_Task details_. Reproduce all of the data below exactly, character for character, but leave the pictures out.

%%

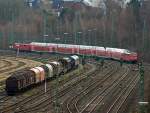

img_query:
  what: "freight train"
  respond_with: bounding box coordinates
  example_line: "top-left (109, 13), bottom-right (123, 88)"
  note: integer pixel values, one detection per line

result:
top-left (11, 42), bottom-right (138, 63)
top-left (5, 55), bottom-right (80, 95)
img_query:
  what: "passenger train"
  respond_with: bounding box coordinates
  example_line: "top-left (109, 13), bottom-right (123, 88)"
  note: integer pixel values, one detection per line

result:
top-left (11, 42), bottom-right (138, 63)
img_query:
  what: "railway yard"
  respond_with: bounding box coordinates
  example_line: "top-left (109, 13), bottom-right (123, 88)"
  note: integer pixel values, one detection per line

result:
top-left (0, 52), bottom-right (150, 113)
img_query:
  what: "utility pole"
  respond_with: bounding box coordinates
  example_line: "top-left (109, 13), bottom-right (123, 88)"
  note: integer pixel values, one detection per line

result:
top-left (139, 62), bottom-right (148, 113)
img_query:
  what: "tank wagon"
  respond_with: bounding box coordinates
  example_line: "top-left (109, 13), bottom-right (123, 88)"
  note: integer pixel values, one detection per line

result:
top-left (5, 55), bottom-right (79, 95)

%%

_Exercise output_.
img_query:
  what: "freight train"
  respond_with: bounding box coordinates
  example_line: "top-left (109, 13), bottom-right (123, 88)"
  note: integer pixel values, one detection per line

result:
top-left (11, 42), bottom-right (138, 63)
top-left (5, 55), bottom-right (80, 95)
img_query:
  what: "passenger train"
  respond_with: bounding box coordinates
  example_line: "top-left (109, 13), bottom-right (123, 88)"
  note: integer pixel values, one detection per line

result:
top-left (11, 42), bottom-right (138, 63)
img_query:
  what: "railway yard"
  respond_with: bounding box coordinates
  example_line: "top-left (109, 13), bottom-right (123, 88)"
  note: integer pixel values, one detection per line

result:
top-left (0, 52), bottom-right (150, 113)
img_query:
  what: "utility pole"
  respond_with: bounding box coordinates
  example_line: "top-left (109, 13), bottom-right (123, 88)"
  note: integer pixel values, one detection per line

result:
top-left (139, 62), bottom-right (148, 113)
img_query:
  what: "tank wagon"
  respond_with: bounding box coordinates
  example_line: "top-left (109, 13), bottom-right (123, 88)"
  note: integer pixel values, one detection per line

result:
top-left (5, 55), bottom-right (79, 95)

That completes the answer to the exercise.